*PROBLEM TO WORK ON:* Copy the passage of the text on the Nevada Supreme Court groundwater ruling from "Now the high" to "not yet appealable." word for word.

*TEXT SECTION:*
========================================================================

The Nevada Supreme Court has dealt another blow to the Las Vegas attempt to grab groundwater from Lincoln and White Pine counties.
In December 2013, state court Senior Judge Robert Estes ruled that State Engineer Jason King had failed to establish adequate criteria for protecting the residents of eastern Nevada and western Utah from damages that might result from drawing down the groundwater to supply the Southern Nevada Water Authority with 84,000 acre-feet a year of groundwater from Spring, Cave, Dry Lake and Delamar valleys.
Now the high court has ruled that since the judge remanded the matter to the state engineer for further studies and review that the case is not yet appealable.
The unpublished opinion cited the judge’s own words about how the engineer’s findings were lacking. Judge Estes repeatedly called the plans for monitoring, mitigating and managing the water transfer “arbitrary and capricious.”
“There are no objective standards to determine when mitigation will be required and implemented,” the judge wrote. “The Engineer has listed what mitigation efforts can possibly be made, i.e., stop pumping, modifying pumping, change location of pumps, drill new wells … but does not cite objective standards of when mitigation is necessary.”

========================================================================

*DATA SEGMENT:*
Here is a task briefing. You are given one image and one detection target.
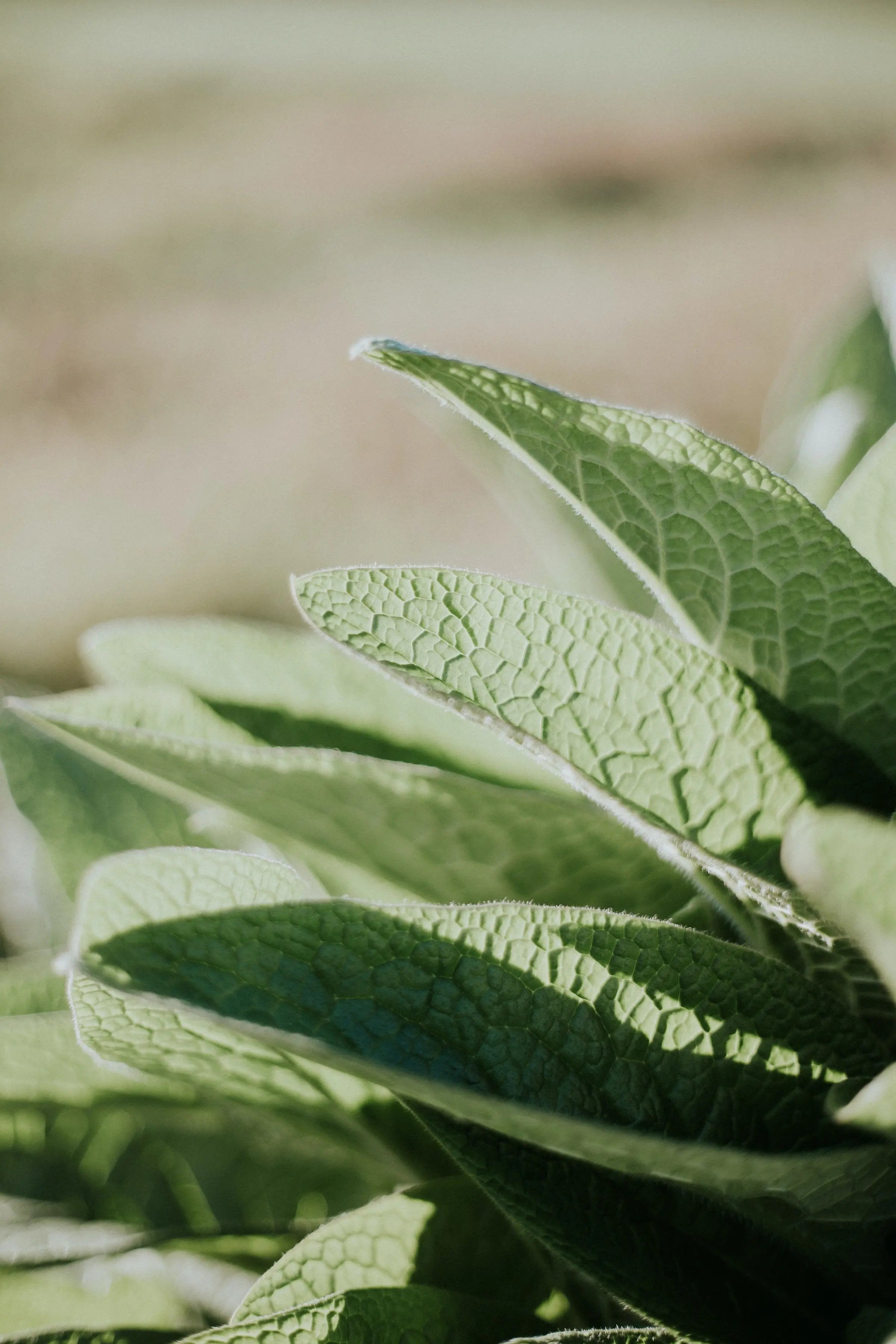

========================================================================

*TASK ANSWER:*
Now the high court has ruled that since the judge remanded the matter to the state engineer for further studies and review that the case is not yet appealable.